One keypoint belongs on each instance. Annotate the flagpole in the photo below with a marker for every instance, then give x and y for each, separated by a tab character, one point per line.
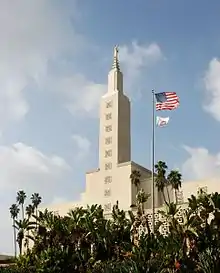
153	159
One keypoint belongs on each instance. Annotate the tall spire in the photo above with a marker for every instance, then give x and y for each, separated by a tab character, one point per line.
115	76
115	64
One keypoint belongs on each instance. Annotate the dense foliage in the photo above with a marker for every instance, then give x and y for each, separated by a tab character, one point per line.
85	241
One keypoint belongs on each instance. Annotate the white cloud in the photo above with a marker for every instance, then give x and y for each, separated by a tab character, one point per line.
* * * * * * * * *
Problem description = Transcribe all entries above exactly. Drop the pictures.

Task solution =
One keypoint belongs on each instance. Annotate the flagpole in the photo below with a marker for every instance, then give x and y for each, separated by a tab character, one point per line.
153	159
One keypoint belongs on each instance. Annotate the tall spire in the photo above with a marker for every instance, then give x and y for each, separated by a tab character, one point per line.
115	76
115	64
One keypoint belongs on each instance. Annotate the dense foliage in the photo above with a marker for every instance, then give x and y for each, separated by a tab character, one point per line.
85	241
One keypoint belongs on each instance. Annotate the white cloud in the photo above with a marker for every instance, then give x and y for each, separated by a tab character, one point per line.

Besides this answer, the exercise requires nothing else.